start
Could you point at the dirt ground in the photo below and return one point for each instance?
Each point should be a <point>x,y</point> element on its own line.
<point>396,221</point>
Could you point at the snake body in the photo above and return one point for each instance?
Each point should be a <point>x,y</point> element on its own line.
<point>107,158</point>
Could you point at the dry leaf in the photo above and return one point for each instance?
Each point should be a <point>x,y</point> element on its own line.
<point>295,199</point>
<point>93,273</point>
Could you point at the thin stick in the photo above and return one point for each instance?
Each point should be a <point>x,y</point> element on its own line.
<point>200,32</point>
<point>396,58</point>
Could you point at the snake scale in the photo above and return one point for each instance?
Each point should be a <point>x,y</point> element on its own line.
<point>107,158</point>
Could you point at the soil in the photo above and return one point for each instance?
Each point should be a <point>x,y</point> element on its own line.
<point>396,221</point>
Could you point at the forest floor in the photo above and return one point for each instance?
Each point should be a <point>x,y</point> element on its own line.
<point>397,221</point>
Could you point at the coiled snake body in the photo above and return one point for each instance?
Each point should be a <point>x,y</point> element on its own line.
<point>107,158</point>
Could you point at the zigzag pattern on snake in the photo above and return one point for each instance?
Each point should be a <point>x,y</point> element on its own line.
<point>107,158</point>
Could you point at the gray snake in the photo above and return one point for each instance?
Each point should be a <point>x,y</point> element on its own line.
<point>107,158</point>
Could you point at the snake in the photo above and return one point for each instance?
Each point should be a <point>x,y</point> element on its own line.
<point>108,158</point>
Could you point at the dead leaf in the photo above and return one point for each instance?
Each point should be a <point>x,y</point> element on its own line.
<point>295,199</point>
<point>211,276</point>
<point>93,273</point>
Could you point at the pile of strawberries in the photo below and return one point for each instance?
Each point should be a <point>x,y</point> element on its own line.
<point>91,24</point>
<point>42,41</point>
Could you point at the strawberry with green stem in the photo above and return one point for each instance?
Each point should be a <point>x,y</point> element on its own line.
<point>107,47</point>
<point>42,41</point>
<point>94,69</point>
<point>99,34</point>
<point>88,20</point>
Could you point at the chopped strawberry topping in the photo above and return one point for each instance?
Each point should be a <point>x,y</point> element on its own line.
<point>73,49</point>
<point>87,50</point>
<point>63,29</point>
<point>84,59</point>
end
| PROBLEM STATEMENT |
Please print all of the material above again, word for word, with nothing changed.

| REPLY TO THE EXERCISE |
Could you point at the dirt ground in the photo below and return one point for each instance?
Each point should be a <point>x,y</point> element on its own line.
<point>396,221</point>
Could you point at the snake body in the photo above and return one point for each instance?
Each point should be a <point>x,y</point> element on its own line.
<point>107,158</point>
Could you point at the dry leaf in the photo above and return one point for each instance?
Each point should be a <point>x,y</point> element on its own line.
<point>295,199</point>
<point>93,273</point>
Could you point at the thin stick in the photo above and return one point for each instance?
Each point should be a <point>x,y</point> element on its own line.
<point>200,32</point>
<point>396,58</point>
Could you point at the snake scale in the photo above and return one point for each instance?
Each point should be a <point>x,y</point> element on its own line.
<point>107,158</point>
Could you point at the soil in the photo above and return one point for each instance?
Each point should be a <point>x,y</point> element on its own line.
<point>396,221</point>
Could you point at the forest floor in the photo above and return one point for each instance?
Each point should be a <point>x,y</point> element on its own line.
<point>397,221</point>
Could you point at the coiled snake body in the photo above and return one point for each instance?
Each point should be a <point>x,y</point> element on its own line.
<point>107,158</point>
Could you point at the zigzag pattern on snake in the photo above and return one point for each instance?
Each point should be a <point>x,y</point> element on its own line.
<point>107,158</point>
Could you point at the gray snake in the photo above and return one point for each instance?
Each point should be a <point>x,y</point> element on its own line.
<point>107,158</point>
Could you point at the snake in the photo above and return one point for each instance?
Each point should be a <point>x,y</point> element on its own line.
<point>108,158</point>
Could you point at the dead leaf in the photo above and return one point for each instance?
Each point should be a <point>x,y</point> element on its own line.
<point>295,199</point>
<point>211,276</point>
<point>93,273</point>
Could you point at the pile of strawberries in the photo below and return one point for each instance?
Each point should be a <point>x,y</point> element on its own line.
<point>91,24</point>
<point>42,41</point>
Could you point at the strawberry with green stem in the photo above and return one point for each instance?
Each point should be a <point>x,y</point> element on its own line.
<point>107,47</point>
<point>42,41</point>
<point>94,69</point>
<point>99,34</point>
<point>88,20</point>
Could you point at the chopped strawberry topping in the photo above and return one point for each instance?
Each point should be a <point>x,y</point> element on its own line.
<point>73,49</point>
<point>87,50</point>
<point>63,29</point>
<point>84,59</point>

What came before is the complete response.